**WRITTEN REQUEST**
Copy out word for word the rows below, from the line with "of the upper" through the final line of the rows.

**RECORD EXCERPTS**

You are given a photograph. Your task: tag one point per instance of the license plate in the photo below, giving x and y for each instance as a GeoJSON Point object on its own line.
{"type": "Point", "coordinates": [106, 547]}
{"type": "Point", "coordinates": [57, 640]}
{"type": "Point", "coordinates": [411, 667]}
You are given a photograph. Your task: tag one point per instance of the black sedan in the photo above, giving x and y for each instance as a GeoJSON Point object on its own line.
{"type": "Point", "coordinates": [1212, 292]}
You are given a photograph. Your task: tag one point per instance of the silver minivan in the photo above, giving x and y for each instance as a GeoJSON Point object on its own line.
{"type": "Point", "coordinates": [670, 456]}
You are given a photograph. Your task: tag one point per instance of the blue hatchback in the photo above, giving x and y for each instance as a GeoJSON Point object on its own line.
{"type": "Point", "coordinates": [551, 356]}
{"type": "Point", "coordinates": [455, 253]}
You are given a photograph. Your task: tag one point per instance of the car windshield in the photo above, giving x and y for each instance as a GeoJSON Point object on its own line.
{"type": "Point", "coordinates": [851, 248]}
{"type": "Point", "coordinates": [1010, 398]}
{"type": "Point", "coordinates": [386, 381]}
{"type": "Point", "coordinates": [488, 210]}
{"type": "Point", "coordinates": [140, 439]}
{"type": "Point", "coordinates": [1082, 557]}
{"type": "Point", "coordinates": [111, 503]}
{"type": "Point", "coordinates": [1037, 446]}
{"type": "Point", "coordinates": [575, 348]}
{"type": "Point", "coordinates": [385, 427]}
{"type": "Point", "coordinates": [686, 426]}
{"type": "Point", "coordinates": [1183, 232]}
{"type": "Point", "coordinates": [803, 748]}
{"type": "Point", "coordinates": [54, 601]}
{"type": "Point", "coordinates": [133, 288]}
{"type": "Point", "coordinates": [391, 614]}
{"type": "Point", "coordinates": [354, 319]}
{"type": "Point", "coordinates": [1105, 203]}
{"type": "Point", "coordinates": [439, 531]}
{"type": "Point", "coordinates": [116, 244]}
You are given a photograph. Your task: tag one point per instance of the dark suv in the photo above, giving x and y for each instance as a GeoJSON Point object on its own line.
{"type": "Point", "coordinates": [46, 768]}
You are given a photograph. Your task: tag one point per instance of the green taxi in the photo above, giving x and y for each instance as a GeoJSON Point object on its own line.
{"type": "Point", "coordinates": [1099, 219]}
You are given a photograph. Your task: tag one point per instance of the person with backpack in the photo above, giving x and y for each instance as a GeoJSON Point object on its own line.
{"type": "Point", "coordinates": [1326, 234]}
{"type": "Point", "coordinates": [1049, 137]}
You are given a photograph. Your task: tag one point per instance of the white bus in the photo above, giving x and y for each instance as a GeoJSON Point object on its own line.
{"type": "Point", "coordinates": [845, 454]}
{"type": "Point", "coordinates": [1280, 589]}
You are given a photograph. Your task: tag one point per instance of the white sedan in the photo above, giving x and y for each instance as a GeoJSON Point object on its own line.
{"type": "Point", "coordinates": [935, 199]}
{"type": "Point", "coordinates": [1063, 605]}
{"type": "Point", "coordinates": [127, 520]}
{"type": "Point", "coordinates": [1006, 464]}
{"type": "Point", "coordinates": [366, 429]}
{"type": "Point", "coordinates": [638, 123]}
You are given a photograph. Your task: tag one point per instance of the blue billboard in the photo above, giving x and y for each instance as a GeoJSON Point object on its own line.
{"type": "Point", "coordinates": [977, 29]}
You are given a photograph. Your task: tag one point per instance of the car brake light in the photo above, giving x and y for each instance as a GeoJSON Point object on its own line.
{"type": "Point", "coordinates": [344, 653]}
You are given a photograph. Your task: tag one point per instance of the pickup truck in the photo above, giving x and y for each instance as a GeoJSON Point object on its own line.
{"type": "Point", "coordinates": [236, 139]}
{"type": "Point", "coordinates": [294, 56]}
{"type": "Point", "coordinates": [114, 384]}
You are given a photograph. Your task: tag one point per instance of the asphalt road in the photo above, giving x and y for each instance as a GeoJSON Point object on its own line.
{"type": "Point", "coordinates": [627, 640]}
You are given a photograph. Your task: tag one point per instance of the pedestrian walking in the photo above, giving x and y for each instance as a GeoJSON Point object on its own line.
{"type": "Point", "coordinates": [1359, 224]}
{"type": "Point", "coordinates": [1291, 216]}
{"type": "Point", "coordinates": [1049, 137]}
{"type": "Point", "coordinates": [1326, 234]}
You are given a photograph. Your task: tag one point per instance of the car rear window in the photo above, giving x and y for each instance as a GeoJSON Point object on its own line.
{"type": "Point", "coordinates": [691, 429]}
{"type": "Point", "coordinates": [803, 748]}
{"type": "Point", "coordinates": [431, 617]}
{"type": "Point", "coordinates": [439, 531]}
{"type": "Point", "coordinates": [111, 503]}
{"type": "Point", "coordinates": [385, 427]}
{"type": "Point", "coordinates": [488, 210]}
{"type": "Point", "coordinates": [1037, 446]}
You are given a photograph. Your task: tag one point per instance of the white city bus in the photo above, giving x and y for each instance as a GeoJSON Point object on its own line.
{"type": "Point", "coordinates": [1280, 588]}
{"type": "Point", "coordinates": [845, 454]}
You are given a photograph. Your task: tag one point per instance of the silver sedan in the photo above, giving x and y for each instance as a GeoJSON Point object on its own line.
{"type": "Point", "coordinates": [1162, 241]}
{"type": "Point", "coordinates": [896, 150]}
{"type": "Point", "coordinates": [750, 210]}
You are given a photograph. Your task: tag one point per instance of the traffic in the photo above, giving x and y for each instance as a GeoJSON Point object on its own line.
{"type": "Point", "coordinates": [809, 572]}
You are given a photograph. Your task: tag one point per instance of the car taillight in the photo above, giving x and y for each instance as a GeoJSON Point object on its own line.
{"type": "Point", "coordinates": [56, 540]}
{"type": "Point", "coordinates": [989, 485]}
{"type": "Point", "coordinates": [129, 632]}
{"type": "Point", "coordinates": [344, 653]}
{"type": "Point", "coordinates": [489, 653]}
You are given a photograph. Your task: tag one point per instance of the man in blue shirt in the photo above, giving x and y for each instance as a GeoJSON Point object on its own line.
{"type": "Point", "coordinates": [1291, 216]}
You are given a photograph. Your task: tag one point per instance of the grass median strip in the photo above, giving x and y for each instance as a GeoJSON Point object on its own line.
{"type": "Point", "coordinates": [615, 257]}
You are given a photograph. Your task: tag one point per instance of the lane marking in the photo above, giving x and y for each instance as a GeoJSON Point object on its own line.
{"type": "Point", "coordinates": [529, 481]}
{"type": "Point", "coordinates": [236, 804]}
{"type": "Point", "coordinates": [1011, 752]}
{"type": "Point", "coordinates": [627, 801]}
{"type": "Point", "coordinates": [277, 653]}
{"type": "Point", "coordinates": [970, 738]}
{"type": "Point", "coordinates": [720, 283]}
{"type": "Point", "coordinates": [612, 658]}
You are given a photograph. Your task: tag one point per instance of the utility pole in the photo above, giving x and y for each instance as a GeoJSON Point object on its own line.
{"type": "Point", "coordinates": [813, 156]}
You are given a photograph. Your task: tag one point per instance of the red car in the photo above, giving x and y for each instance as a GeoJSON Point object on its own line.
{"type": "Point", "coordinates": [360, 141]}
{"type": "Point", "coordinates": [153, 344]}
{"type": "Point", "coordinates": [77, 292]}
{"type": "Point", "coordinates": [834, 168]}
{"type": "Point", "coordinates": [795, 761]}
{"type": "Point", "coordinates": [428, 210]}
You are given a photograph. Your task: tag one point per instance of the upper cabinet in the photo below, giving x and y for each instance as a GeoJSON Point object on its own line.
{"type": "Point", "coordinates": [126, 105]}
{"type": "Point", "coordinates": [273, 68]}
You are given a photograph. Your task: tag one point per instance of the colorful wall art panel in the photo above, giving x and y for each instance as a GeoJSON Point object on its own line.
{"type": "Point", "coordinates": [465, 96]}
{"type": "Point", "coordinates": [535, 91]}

**ANSWER TO THIS TASK**
You are given a photograph. Your task: tag one point per instance of the upper cabinet in the photo below, giving x and y for each instance as a GeoJSON Point object on its own line.
{"type": "Point", "coordinates": [126, 105]}
{"type": "Point", "coordinates": [273, 68]}
You are given a photograph. Your task: tag one point per instance of the colorful wall art panel in the photo above, giving x and y for each instance as a GeoJSON Point object on its own line.
{"type": "Point", "coordinates": [465, 96]}
{"type": "Point", "coordinates": [535, 91]}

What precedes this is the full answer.